EXERCISES:
1 > From the article on airport frisk searches in Japan, set down the passage starting with "An inspector will" and going on through "a body search.".
2 > In one to three sentences, use the article on airport frisk searches in Japan to explain why an inspector runs his or her hands along a passenger's outer clothing.

[Opening DOCUMENT SECTION section]

Passengers on flights out of Japan will face random frisk searches at airports from October.
The transport ministry said the pat-down body searches for departing passengers at all 29 airports in Japan with international connections were in line with other counterterrorism measures now in place.
An inspector will run his or her hands along a person's outer clothing to determine if the passenger is concealing explosives, weapons or other prohibited items on their body or in their clothing. Random frisk searches are widely practiced in airports worldwide.
Currently, all passengers for international flights at airports in Japan are required to pass through a metal detector gate before boarding. If an alarm sounds, a passenger is asked to submit to a body search.
Starting in October, however, security officials will be allowed to frisk passengers if they have any concerns about particular individuals.
In addition, an automatic alarm will sound to authorize random checks on passengers.
The procedure was introduced elsewhere in Asia, and Europe, after a 2006 terrorist plot was uncovered involving aircraft bound for the United States and Canada from Britain with liquid explosives.

[Closing DOCUMENT SECTION section]
[Opening GIVEN INFORMATION section]

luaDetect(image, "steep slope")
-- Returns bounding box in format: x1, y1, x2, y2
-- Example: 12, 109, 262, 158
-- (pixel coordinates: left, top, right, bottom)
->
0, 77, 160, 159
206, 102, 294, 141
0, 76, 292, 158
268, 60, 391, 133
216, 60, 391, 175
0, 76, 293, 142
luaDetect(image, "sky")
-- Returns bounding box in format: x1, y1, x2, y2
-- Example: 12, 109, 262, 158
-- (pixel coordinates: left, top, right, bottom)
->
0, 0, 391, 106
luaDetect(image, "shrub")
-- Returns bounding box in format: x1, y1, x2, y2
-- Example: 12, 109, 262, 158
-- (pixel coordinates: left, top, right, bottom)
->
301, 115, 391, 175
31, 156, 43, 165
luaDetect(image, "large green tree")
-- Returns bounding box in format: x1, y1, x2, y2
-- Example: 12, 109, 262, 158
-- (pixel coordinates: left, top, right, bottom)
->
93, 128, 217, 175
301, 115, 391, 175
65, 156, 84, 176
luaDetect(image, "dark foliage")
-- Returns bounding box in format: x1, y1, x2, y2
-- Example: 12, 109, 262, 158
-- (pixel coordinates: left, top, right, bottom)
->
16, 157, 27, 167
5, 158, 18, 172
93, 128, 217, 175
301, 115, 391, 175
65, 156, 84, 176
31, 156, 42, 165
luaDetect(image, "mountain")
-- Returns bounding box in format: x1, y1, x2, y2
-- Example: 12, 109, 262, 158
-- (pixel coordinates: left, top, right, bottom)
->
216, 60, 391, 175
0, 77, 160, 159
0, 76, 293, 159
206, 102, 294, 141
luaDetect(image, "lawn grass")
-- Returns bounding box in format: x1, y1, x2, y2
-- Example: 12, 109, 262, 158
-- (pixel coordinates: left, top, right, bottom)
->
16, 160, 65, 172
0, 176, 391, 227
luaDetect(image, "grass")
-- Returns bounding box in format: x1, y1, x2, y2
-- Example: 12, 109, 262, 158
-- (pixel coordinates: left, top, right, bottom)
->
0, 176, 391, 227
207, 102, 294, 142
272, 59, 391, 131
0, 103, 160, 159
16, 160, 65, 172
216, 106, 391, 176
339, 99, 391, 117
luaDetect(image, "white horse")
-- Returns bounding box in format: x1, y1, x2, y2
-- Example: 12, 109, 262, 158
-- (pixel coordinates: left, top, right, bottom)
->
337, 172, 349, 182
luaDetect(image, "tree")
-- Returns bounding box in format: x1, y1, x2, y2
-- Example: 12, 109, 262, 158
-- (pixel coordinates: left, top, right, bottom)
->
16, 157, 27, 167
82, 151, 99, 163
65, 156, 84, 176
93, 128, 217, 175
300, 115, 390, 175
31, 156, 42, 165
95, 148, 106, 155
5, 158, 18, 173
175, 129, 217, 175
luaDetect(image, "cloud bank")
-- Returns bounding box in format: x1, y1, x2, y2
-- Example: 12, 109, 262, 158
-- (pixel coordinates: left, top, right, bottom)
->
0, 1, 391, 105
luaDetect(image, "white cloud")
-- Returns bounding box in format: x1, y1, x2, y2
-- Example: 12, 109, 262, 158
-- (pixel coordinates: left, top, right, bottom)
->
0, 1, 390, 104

[Closing GIVEN INFORMATION section]

EXPECTED RESPONSES:
1 >
An inspector will run his or her hands along a person's outer clothing to determine if the passenger is concealing explosives, weapons or other prohibited items on their body or in their clothing. Random frisk searches are widely practiced in airports worldwide.
Currently, all passengers for international flights at airports in Japan are required to pass through a metal detector gate before boarding. If an alarm sounds, a passenger is asked to submit to a body search.

2 > The inspector does this to find out whether the passenger is hiding explosives, weapons or other banned items on their body or in their clothing.